* СПИСОК ЗАДАНИЙ
1 - Перескажите текст о режиссерском искусстве и Максе Рейнгардте в трех предложениях.
2 - Допишите следующую часть текста о режиссерском искусстве и Максе Рейнгардте, начав сразу после его последнего предложения.

Еще быстротечней искусство режиссера. Он живет во всех участниках спектакля, во всех его компонентах на… первых спектаклях. Не все и тогда, видя талантливого артиста или художника, вспоминают о роли главного архитектора, строителя всего спектакля — режиссера, а позже… Как часто спектакли делаются «полумертвыми», еще когда не сняты с репертуара, хиреют от различных замен, недосмотров…
Искусство режиссера, умеющего открывать новые миры в уже известных и совсем новых пьесах, создавать своей волей, талантом, культурой то целое, которое называется спектаклем, объединять самые различные творческие индивидуальности едиными целями, достойно большого уважения, но как редко удается непосредственно познать искусство режиссера.
Макс Рейнгардт — один из тех, кто навсегда занял почетное место в истории мирового искусства театра. Могучий реформатор немецкого театра, великий режиссер, заставивший тысячи немецких зрителей любить и понимать Шекспира, Толстого, Горького, современных драматургов, режиссер поразительной многогранности, давший новую жизнь наряду с драмой спектаклям оперы, оперетты, маг и чародей театральных игрищ на площадях, режиссер, заставивший вспомнить величие античных трагедий, — о Рейнгардте надо писать многие исследования.

[Записи разметки]

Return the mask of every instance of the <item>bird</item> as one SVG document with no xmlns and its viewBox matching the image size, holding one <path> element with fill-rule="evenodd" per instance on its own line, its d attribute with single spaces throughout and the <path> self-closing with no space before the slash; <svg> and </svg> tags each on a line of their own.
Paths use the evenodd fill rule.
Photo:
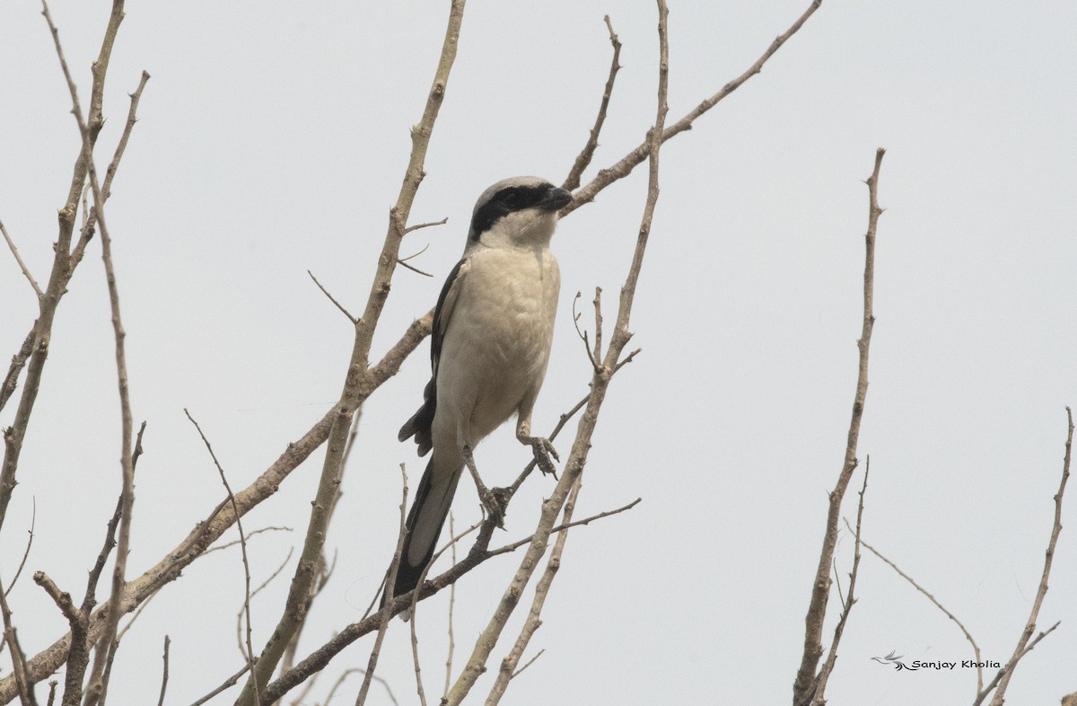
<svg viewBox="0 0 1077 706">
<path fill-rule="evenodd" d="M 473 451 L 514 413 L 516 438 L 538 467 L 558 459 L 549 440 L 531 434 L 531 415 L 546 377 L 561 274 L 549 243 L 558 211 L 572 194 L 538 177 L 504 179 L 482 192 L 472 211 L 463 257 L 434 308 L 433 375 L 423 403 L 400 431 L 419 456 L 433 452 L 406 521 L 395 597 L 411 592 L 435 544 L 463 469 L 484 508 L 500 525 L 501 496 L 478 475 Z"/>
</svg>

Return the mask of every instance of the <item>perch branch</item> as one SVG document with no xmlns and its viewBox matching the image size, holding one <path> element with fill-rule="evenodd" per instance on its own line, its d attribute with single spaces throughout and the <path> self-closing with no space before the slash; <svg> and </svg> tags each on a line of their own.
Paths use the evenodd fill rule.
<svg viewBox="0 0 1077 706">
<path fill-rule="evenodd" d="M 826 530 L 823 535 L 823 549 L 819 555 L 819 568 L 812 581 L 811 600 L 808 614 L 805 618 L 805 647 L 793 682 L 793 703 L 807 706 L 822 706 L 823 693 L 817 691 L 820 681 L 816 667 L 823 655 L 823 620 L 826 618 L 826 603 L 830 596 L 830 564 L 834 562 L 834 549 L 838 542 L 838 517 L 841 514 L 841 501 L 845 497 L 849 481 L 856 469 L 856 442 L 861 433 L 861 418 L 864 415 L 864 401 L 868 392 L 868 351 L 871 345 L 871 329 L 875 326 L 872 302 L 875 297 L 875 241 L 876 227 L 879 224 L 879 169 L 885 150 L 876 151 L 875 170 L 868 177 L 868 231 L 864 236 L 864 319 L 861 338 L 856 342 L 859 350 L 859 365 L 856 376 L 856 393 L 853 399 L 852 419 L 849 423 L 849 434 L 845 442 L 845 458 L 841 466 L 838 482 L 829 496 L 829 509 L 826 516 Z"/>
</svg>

* ОТВЕТЫ
1 - Искусство режиссера быстротечно: оно живет во всех участниках и компонентах спектакля на первых представлениях, а позже спектакли часто хиреют от различных замен и недосмотров. Искусство режиссера, объединяющего самые различные творческие индивидуальности едиными целями, достойно большого уважения, однако непосредственно познать его удается редко. Макс Рейнгардт, могучий реформатор немецкого театра и режиссер поразительной многогранности, навсегда занял почетное место в истории мирового театрального искусства.

2 -
Рейнгардта первых десятилетий его работы я знала только по рассказам и литературе. То, что было в его театрах в 1929, 1930, 1931 годах, — самоуспокоенность достигшего зенита. Не случайно Эрвин Пискатор писал:
«…Рейнгардт больше уже не Рейнгардт, а в такой же степени может быть Барновским, Клайном или Роттером, поскольку все они черпают из одного и того же актерского резервуара. Никто у нас не стремится придать театру собственное лицо или особый стиль. Все полагаются на случайную интуицию автора, режиссера или актера, и эти-то случайности определяют стиль и форму, даже самое содержание работы. Какой режиссер у нас является подлинным учеником Рейнгардта? Кто призван продолжить его театр, поддержать его традицию? Да и у самого Рейнгардта нет больше традиций. Я, например, прибывший в Берлин после войны, Рейнгардта вообще не знаю, потому что в это время он уже не показывал ни нового репертуара, ни своих прежних спектаклей» [47].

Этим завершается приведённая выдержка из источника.